RECORDS FOR THIS EXERCISE
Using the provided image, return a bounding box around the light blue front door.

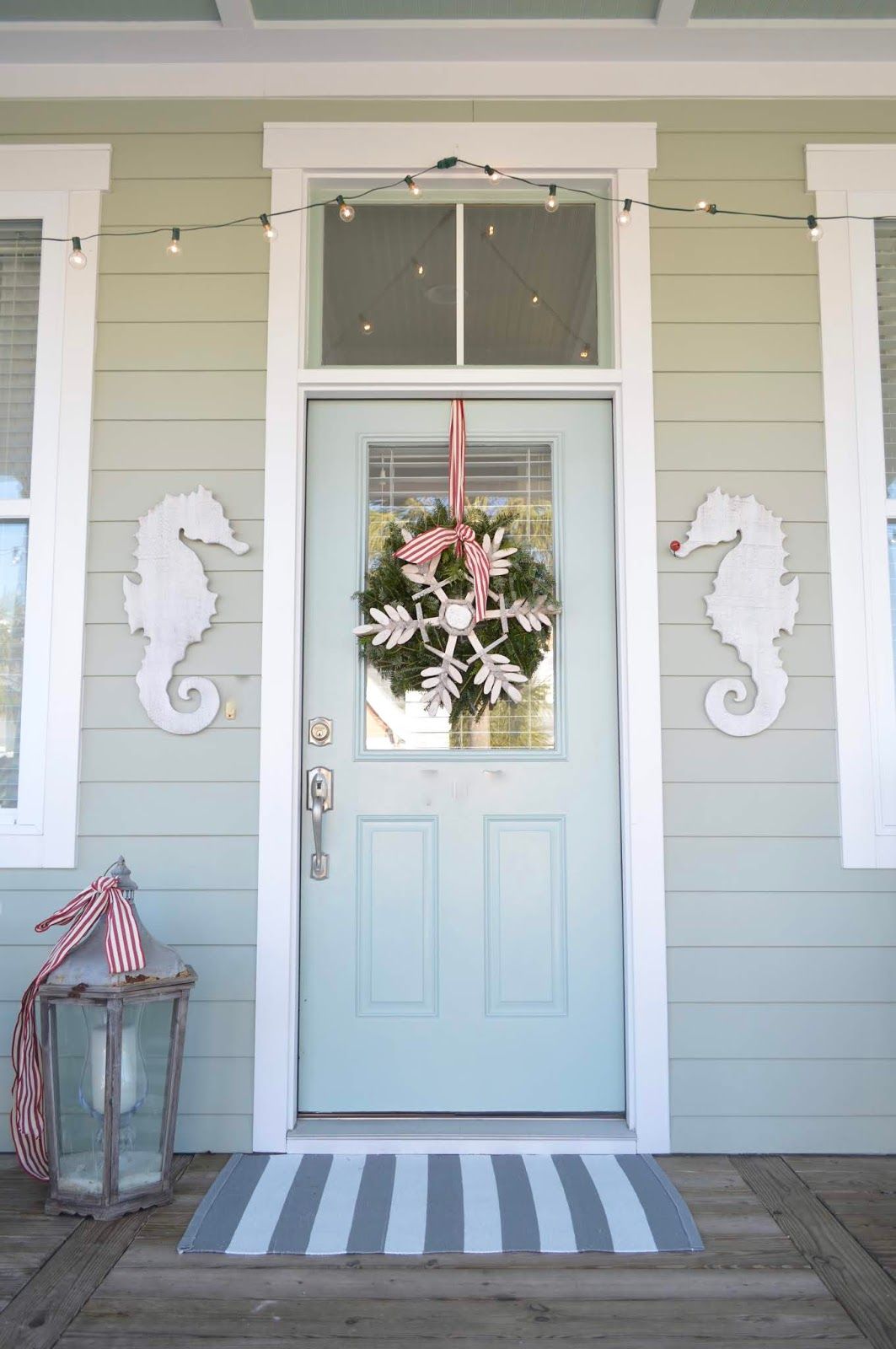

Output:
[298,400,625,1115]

==

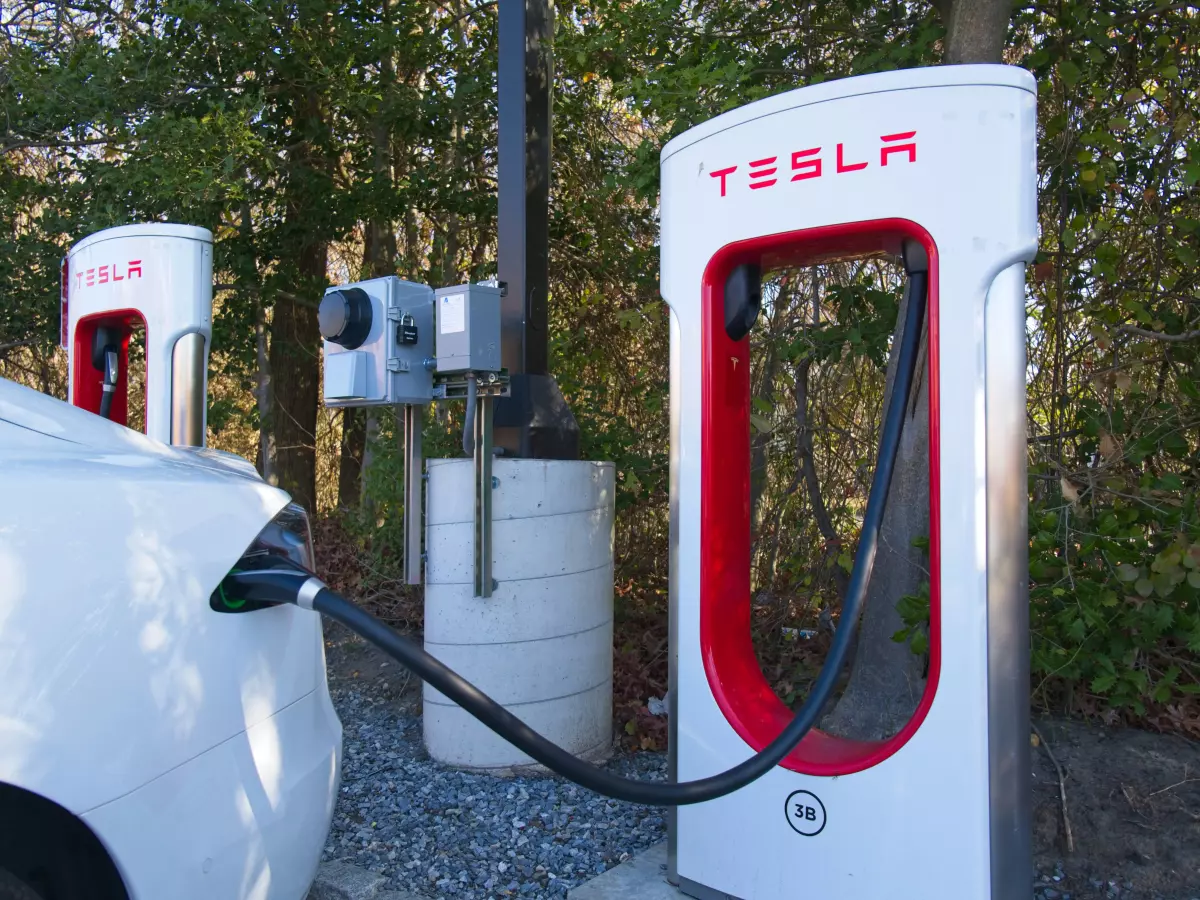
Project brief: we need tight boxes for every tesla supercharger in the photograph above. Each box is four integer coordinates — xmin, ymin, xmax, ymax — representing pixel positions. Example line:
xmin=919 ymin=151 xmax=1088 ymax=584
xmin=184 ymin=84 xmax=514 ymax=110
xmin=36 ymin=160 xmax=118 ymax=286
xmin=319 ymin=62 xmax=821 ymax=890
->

---

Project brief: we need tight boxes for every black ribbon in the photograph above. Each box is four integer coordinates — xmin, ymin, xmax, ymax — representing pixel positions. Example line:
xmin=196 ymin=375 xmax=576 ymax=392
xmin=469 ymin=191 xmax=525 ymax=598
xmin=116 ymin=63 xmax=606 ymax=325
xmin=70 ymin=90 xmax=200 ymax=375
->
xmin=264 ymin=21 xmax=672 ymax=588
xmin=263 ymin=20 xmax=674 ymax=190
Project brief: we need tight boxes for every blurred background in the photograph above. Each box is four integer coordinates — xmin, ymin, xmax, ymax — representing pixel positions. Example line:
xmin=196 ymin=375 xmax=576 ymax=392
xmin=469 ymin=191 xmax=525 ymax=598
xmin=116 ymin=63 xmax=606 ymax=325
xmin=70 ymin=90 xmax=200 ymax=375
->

OBJECTIVE
Duplicate the records above word for word, from the line with "Using the provided" to the line with "[298,400,625,1115]", both lines included. Leave any pictures out of your copy.

COMPLETE ANSWER
Using the provided image, return a bounding box around the light blue front door.


Output:
[298,400,625,1115]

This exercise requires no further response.